Pick out all lines of the entries that include the word "sleeve" and copy them.
───── Exercise material ─────
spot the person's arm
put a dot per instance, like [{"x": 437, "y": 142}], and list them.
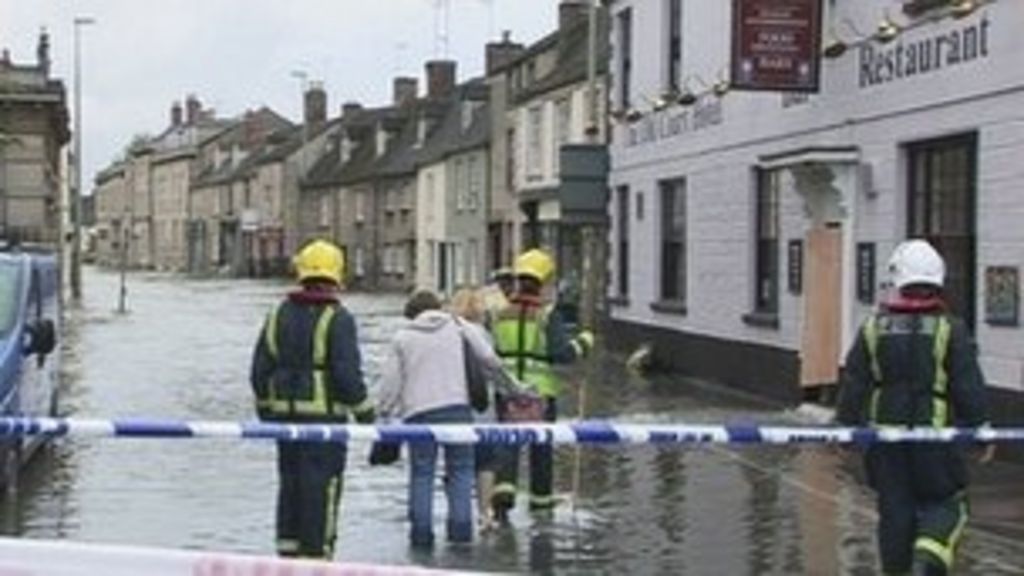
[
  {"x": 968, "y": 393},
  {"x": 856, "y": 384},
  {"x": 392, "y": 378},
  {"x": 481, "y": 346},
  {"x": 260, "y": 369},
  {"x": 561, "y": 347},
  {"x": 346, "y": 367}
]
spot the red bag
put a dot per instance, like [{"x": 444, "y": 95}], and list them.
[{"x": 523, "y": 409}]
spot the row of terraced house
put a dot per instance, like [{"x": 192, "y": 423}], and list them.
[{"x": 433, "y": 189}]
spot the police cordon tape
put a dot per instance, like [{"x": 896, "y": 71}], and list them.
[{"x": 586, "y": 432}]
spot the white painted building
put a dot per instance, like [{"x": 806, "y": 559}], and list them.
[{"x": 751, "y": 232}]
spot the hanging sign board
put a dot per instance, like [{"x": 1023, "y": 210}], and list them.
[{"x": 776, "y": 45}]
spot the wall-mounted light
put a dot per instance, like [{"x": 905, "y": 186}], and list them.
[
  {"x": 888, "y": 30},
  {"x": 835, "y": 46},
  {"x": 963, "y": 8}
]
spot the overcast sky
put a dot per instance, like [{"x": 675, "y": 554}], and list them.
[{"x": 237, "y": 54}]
─────
───── Exercise material ─────
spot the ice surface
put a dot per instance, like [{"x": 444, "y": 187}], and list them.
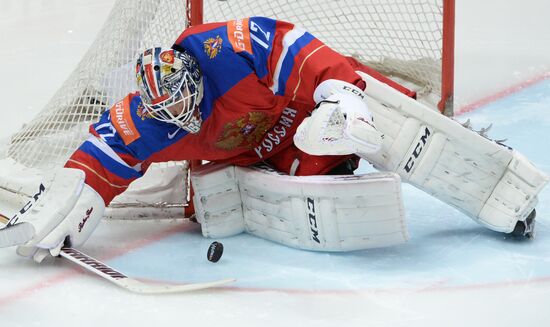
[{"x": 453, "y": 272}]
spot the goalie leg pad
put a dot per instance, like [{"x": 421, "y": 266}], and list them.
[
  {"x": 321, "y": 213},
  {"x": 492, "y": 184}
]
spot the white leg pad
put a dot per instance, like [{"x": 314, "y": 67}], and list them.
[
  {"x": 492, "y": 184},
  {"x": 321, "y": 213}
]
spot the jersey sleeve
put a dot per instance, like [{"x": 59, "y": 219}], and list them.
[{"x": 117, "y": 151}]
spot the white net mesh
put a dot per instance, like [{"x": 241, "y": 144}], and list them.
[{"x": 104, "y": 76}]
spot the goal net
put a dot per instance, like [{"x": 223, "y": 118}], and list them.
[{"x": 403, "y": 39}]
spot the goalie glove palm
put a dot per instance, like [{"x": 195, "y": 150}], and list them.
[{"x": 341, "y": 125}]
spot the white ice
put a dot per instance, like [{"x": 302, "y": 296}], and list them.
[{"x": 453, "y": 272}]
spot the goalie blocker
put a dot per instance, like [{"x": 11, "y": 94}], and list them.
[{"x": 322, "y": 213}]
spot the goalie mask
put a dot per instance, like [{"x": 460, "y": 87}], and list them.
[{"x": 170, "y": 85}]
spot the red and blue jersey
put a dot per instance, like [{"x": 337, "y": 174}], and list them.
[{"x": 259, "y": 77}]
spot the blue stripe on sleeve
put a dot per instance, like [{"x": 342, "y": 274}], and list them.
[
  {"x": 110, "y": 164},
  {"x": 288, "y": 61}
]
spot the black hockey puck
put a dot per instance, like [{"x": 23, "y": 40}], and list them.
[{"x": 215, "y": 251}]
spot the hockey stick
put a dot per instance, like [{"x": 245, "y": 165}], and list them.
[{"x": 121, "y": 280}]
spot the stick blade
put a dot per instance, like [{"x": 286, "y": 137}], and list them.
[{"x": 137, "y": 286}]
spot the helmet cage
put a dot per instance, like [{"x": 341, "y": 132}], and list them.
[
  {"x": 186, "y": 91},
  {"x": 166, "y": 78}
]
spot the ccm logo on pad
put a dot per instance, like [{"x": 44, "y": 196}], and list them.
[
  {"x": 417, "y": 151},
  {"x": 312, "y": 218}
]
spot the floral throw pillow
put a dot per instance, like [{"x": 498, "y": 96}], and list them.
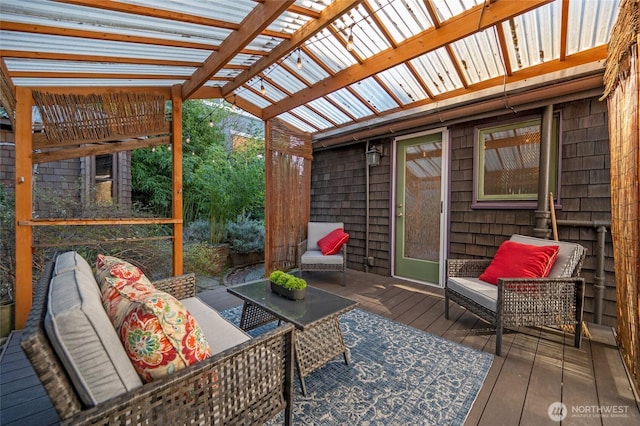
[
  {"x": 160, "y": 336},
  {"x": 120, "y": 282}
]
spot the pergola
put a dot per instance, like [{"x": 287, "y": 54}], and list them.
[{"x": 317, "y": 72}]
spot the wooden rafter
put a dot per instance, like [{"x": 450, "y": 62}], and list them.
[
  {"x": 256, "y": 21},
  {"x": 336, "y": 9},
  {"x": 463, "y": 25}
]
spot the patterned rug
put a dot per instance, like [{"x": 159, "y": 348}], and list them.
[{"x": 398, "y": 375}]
─────
*Task output*:
spot the jersey sleeve
spot the blue stripe on sleeve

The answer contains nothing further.